◆ **Selected extract**
Every sentence someone utters comes from at least one of the following three ways of the speaker’s being:

  • deletion
  • generalization
  • distortion

Deletion is about deleting.  We perceive the world directly and then choose to pay attention to what we deem important.  We cannot pay attention to everything – we need to be selective, otherwise we’d suffer from constant sensory overwhelm.  We ignore, or simply do not notice a lot of potential information in our environment and this is exactly what deletion is.

When you’re telling someone about your vacation [holiday], you’re imagining the place exactly as it was when you were there, complete with all the sounds, people, action, smells, and tastes you experienced there.  But if you were to describe all that information to someone, you’d never finish talking!  So you delete a lot and only describe what you deem most important.

Generalization is about generalizing.  Over time we begin to notice that some things stay the same, other things recur, and there’s certain consistency in our experience.  By noticing these regularities we simplify our understanding of them and draw conclusions = devise laws and rules to predict – with varying degrees of success -  what is likely to happen in future.  This is generalization.

Do you have to figure out what a door handle or knob is [for] every time you see one?

◆ **Exercise directions**
In the text on deletion, generalization, and distortion, list everything the vacation example says the remembered place comes complete with. The lines here are taken from a different source than the text.

Some records
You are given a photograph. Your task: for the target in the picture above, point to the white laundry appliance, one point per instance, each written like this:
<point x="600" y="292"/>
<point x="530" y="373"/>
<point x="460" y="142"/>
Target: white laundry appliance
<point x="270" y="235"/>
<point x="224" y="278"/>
---
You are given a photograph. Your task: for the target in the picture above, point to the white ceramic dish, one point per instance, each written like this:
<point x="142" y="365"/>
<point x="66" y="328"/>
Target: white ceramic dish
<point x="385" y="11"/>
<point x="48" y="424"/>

◆ **Written solution**
sounds, people, action, smells, tastes